▶ _Work order_
Only the lines below from the one containing "Query: computer monitor" through the one containing "the form [93,241]." belong in the answer, repeated exactly and without pictures.
————————
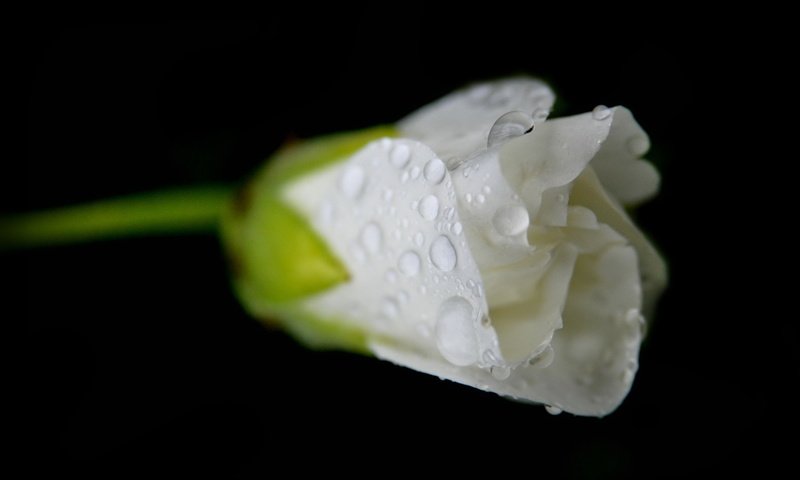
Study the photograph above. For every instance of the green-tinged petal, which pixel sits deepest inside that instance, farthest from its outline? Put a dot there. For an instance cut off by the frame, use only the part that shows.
(277, 258)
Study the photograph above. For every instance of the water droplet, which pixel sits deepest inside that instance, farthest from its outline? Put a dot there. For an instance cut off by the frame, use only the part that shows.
(358, 254)
(511, 220)
(423, 330)
(490, 358)
(351, 182)
(390, 308)
(455, 332)
(403, 296)
(419, 239)
(400, 155)
(544, 359)
(429, 207)
(434, 171)
(553, 410)
(638, 145)
(409, 263)
(500, 372)
(601, 112)
(391, 276)
(372, 237)
(540, 115)
(511, 125)
(443, 254)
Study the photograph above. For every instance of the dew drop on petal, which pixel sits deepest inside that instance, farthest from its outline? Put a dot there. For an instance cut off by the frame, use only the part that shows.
(372, 237)
(500, 372)
(510, 220)
(601, 112)
(423, 330)
(434, 171)
(543, 359)
(403, 296)
(511, 125)
(443, 254)
(553, 410)
(409, 263)
(429, 207)
(390, 308)
(391, 276)
(351, 183)
(638, 145)
(455, 333)
(400, 155)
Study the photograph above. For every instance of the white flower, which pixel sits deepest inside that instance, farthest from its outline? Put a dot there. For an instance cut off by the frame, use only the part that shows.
(480, 243)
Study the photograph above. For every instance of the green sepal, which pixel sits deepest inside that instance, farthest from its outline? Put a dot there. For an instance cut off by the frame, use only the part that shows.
(277, 259)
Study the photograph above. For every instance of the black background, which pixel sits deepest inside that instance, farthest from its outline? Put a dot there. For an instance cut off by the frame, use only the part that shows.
(137, 358)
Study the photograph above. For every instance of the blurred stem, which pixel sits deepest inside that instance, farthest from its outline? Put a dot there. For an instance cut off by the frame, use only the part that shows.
(188, 210)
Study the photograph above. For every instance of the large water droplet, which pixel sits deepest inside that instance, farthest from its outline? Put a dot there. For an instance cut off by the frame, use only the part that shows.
(400, 155)
(434, 171)
(601, 112)
(429, 207)
(455, 332)
(409, 263)
(511, 220)
(351, 183)
(443, 254)
(372, 237)
(553, 410)
(511, 125)
(419, 239)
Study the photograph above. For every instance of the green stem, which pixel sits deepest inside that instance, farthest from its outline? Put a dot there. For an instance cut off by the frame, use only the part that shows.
(189, 210)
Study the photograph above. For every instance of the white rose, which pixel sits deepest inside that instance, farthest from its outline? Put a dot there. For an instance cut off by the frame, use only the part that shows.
(475, 241)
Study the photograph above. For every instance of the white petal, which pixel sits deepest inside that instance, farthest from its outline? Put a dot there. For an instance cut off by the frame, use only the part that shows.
(618, 165)
(459, 124)
(590, 193)
(420, 277)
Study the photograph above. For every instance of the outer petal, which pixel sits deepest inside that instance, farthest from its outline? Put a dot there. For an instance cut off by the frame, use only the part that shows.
(458, 124)
(627, 178)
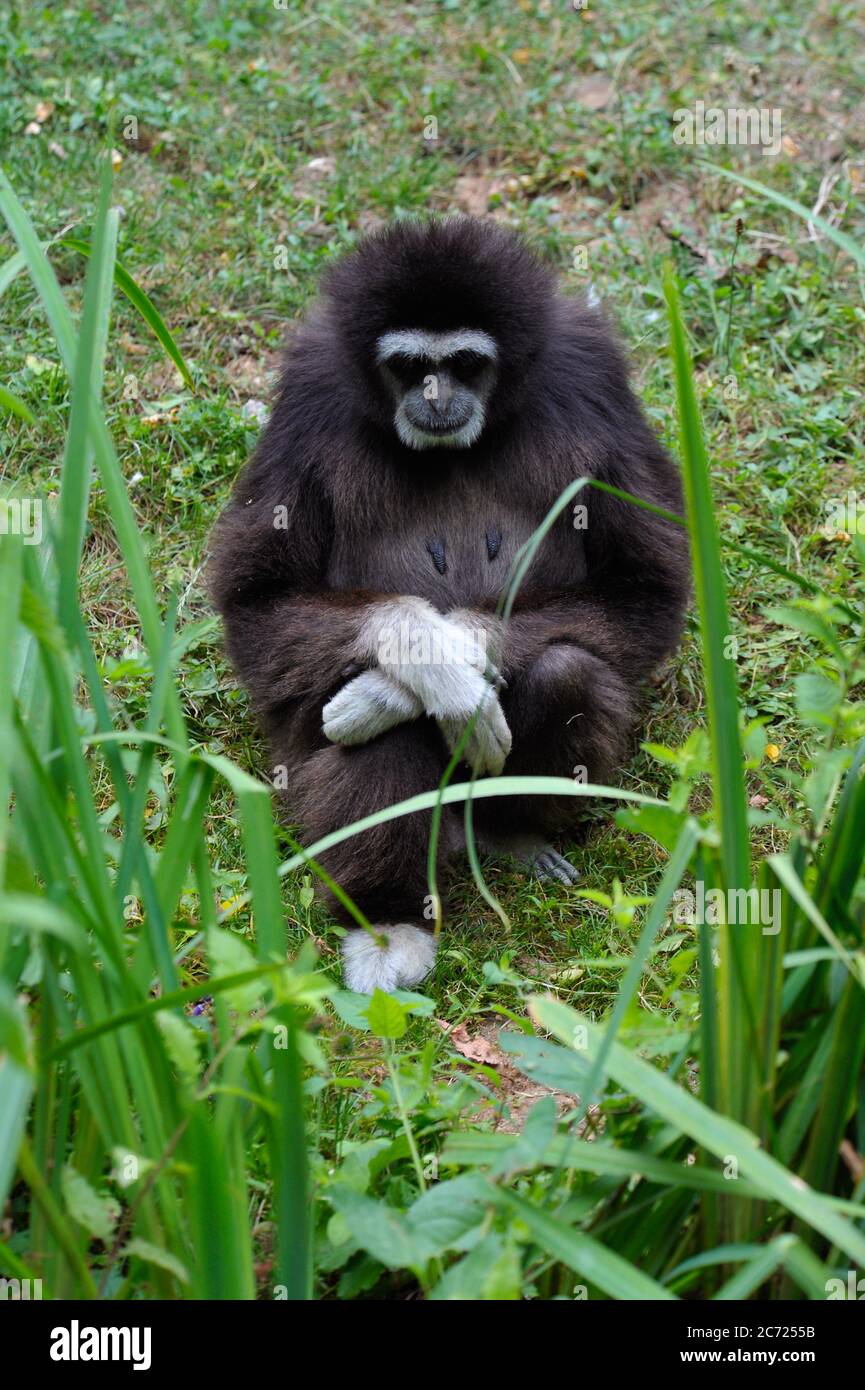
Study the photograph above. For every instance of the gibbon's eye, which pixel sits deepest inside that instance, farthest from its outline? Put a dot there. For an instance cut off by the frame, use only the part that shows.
(466, 364)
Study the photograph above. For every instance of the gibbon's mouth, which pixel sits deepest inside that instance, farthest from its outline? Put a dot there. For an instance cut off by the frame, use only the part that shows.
(438, 435)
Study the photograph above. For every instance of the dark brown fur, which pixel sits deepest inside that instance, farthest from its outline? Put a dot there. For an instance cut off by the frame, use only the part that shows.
(600, 609)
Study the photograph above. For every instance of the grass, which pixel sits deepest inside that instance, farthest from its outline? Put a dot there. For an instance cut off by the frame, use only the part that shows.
(141, 840)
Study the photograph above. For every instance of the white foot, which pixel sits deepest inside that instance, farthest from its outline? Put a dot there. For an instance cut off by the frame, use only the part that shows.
(405, 961)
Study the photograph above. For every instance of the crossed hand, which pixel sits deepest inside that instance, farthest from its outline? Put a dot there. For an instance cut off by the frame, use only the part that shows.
(449, 680)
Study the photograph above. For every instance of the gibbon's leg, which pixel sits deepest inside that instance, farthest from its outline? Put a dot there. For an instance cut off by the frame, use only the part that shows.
(569, 715)
(384, 870)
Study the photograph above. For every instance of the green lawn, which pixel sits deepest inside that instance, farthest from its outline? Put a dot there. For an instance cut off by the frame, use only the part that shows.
(253, 143)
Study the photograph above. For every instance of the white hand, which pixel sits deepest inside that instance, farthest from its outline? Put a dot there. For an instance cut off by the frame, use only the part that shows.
(366, 708)
(441, 662)
(488, 741)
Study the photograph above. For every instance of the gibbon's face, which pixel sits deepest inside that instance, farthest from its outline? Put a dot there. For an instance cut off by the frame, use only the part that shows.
(440, 384)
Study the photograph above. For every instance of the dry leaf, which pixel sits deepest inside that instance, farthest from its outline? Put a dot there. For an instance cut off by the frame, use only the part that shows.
(593, 92)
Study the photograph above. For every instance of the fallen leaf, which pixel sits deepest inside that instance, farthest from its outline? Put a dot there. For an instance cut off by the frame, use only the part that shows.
(593, 92)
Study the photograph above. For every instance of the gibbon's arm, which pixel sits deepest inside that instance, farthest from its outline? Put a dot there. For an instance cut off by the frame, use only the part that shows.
(292, 640)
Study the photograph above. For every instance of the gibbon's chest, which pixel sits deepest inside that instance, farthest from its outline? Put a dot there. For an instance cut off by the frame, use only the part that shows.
(455, 549)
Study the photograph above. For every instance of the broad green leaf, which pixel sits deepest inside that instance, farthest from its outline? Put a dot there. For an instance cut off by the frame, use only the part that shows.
(96, 1214)
(488, 1273)
(387, 1016)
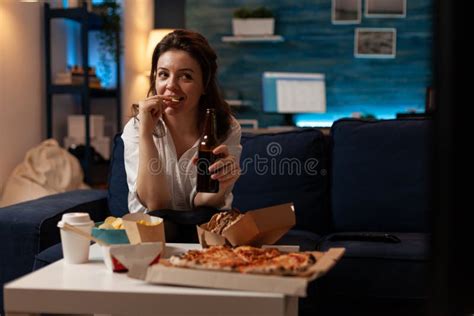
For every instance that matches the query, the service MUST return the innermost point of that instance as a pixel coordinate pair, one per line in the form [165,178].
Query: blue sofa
[365,186]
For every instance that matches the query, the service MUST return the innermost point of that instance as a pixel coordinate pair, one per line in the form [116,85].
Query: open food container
[164,273]
[142,228]
[256,228]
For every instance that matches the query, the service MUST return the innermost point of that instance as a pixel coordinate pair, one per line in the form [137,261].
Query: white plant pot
[253,27]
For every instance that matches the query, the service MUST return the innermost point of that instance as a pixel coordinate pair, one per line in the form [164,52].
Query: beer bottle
[205,156]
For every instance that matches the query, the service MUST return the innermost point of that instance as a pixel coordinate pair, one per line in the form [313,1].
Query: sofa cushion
[380,270]
[47,256]
[307,241]
[118,189]
[285,167]
[380,175]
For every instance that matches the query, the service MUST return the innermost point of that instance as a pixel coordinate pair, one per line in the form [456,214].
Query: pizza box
[162,273]
[140,233]
[133,259]
[256,228]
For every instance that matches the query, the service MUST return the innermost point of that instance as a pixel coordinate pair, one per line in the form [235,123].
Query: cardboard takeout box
[258,227]
[289,285]
[140,233]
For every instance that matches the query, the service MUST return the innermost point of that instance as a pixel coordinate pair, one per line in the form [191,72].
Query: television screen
[286,92]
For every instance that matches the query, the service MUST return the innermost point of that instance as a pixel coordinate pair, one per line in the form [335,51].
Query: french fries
[112,222]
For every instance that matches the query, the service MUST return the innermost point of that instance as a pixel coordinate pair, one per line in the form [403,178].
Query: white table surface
[91,289]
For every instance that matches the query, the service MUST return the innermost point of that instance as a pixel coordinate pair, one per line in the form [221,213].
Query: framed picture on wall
[385,8]
[346,11]
[375,42]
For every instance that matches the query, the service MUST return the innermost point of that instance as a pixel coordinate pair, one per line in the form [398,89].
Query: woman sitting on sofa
[161,140]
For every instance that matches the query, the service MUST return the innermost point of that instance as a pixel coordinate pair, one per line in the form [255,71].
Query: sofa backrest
[380,177]
[286,167]
[118,189]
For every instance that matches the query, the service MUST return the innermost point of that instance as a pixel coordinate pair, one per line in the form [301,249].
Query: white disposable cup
[75,247]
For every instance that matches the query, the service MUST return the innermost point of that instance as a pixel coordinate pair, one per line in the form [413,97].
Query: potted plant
[110,11]
[253,22]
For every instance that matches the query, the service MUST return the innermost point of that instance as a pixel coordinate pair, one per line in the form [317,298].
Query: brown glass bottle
[205,156]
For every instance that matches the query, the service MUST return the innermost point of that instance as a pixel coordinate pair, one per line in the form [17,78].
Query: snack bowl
[110,236]
[133,259]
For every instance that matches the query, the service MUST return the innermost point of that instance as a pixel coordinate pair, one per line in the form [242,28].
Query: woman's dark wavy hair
[198,48]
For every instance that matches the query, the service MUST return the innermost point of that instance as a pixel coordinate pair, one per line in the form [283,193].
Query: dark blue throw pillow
[380,179]
[118,189]
[285,167]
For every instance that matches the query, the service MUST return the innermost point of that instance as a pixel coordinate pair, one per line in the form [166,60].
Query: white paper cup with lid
[75,247]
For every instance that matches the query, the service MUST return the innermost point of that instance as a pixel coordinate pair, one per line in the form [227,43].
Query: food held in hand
[144,222]
[220,221]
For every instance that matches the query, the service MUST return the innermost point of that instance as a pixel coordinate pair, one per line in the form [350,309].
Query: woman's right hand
[150,111]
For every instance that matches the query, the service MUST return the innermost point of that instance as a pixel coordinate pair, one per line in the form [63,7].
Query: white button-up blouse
[180,174]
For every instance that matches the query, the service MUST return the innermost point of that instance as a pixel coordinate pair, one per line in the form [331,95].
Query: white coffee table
[91,289]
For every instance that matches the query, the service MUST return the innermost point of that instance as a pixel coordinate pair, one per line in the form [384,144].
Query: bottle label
[204,181]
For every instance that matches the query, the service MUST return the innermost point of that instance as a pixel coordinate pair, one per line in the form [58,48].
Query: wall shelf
[238,103]
[268,38]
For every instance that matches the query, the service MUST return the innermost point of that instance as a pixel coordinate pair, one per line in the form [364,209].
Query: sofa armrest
[28,228]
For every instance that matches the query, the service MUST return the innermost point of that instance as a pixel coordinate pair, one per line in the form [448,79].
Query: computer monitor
[287,92]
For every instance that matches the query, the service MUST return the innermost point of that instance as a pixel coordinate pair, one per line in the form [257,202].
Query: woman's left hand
[226,169]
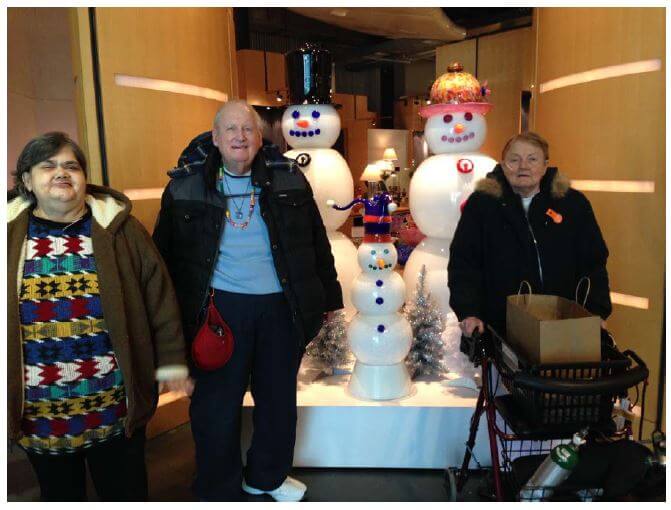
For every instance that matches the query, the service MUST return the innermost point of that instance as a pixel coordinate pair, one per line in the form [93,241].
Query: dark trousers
[117,469]
[265,351]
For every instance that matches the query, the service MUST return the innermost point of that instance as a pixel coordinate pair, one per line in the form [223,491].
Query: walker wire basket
[567,396]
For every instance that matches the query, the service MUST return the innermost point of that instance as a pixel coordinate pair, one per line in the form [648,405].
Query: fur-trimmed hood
[554,182]
[109,207]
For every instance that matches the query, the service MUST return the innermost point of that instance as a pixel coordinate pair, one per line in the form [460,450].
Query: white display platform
[427,429]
————————
▶ _Answer to this exercise_
Query: computer monitor
[287,92]
For every instance that matches the query, the service MUST return the innermost point of that instance as a pixel coordinate pair, one per line in the form [257,202].
Query: woman's left hand
[226,169]
For every instance that matches the query, the service MUST return the innermost point of that instance as a pixel coordinate pair, one per line in the form [93,241].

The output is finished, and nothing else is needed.